Your instructions - Extract each line of the listing below that contains the word "face", matching case exactly.

--- BEGIN Supplied material ---

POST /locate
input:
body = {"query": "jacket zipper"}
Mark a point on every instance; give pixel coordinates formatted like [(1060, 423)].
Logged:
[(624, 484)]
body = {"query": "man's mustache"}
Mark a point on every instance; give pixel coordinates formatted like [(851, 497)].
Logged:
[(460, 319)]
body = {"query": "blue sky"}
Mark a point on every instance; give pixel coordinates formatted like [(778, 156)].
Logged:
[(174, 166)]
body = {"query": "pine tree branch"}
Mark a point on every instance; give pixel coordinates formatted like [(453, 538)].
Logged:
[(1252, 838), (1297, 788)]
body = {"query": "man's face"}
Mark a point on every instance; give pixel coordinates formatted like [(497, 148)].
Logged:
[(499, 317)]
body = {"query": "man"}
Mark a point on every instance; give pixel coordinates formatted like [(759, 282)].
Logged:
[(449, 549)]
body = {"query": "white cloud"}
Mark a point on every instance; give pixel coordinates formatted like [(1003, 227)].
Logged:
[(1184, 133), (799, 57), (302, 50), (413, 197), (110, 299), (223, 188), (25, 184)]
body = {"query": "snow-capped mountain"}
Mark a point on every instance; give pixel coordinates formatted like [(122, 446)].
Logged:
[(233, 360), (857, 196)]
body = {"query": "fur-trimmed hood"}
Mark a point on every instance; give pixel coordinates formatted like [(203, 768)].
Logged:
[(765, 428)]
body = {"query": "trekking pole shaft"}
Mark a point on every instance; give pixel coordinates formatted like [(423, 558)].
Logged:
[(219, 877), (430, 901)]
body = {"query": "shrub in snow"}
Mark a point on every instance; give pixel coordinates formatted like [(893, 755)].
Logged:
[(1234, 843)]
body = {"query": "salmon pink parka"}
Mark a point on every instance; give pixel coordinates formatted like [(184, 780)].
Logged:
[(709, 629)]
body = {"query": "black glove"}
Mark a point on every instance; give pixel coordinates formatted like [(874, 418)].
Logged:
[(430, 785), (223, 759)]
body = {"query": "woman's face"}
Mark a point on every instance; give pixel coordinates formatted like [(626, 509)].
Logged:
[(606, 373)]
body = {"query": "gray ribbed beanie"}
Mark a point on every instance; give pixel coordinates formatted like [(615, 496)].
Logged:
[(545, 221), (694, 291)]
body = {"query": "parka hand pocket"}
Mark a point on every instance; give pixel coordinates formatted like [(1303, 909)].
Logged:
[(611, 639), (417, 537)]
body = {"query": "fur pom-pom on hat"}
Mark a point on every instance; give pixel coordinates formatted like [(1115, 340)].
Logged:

--- END Supplied material ---

Complete answer -
body = {"query": "man's face"}
body = {"query": "woman's face"}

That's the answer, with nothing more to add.